§ **Goal of the exercise**
Only lines containing the string "background" belong in the answer; copy all of them from the entries.

§ **Input for this task**
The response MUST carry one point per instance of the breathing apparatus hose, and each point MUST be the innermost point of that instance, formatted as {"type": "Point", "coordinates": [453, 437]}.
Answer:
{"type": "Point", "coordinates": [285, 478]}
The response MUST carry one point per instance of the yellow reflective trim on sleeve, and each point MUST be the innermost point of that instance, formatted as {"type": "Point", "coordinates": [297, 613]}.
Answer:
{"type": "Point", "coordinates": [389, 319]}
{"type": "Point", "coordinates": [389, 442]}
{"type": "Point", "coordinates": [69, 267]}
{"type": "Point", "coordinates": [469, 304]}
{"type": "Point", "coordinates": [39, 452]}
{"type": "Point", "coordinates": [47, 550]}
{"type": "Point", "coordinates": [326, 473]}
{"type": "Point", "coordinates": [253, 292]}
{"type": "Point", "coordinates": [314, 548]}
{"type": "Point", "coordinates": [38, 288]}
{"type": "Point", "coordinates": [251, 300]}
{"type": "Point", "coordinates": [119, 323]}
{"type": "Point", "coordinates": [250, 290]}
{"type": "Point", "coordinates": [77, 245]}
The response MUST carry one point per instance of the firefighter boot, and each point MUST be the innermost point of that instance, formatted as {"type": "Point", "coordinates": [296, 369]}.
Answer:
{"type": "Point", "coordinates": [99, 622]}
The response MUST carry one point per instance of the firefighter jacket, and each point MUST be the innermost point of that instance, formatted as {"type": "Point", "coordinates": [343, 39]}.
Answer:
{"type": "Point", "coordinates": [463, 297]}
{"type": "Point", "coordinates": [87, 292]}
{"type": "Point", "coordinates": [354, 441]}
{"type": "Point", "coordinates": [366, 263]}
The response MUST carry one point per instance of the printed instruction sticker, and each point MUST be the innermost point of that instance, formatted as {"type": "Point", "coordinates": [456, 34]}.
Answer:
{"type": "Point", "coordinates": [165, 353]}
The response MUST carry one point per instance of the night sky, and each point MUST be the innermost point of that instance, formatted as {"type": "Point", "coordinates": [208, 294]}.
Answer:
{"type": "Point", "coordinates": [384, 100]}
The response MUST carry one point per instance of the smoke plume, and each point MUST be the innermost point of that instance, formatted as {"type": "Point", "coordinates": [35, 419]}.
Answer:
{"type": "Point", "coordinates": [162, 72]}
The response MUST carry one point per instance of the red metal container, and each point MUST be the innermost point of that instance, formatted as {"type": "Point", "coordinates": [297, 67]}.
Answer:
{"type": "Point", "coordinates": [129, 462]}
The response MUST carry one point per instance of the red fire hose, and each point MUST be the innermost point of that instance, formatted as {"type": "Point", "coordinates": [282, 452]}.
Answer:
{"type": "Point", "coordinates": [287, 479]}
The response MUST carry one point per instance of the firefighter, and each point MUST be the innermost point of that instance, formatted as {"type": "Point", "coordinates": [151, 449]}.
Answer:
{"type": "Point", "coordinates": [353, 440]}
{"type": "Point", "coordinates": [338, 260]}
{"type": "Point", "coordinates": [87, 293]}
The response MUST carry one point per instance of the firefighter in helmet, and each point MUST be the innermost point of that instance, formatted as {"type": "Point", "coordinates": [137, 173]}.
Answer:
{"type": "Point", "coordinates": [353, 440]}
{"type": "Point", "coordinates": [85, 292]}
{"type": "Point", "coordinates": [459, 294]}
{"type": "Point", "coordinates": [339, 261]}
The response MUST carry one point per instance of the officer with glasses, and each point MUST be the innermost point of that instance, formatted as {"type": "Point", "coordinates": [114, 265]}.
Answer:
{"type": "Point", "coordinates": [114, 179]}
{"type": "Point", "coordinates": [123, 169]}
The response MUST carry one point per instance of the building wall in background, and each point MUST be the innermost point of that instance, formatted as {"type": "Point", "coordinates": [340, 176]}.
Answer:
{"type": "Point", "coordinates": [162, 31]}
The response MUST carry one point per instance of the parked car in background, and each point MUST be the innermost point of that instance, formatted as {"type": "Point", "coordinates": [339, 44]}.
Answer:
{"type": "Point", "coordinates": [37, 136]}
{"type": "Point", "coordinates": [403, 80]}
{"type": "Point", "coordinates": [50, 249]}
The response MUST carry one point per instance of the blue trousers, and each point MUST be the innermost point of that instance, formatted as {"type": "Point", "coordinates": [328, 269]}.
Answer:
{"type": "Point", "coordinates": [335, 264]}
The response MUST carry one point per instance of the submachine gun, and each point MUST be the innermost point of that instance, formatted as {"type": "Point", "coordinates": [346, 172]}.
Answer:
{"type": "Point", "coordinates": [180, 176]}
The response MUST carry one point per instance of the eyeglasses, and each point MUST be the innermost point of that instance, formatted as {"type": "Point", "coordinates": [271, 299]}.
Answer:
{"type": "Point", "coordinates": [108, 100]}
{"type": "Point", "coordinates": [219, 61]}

§ **Task solution**
The response MUST carry one point per instance of the building wall in background, and each point MUST be the innermost point of that instance, formatted as {"type": "Point", "coordinates": [340, 176]}.
The response MUST carry one point per instance of the parked car in background, and each point MUST be the innermost point of that instance, formatted as {"type": "Point", "coordinates": [339, 44]}.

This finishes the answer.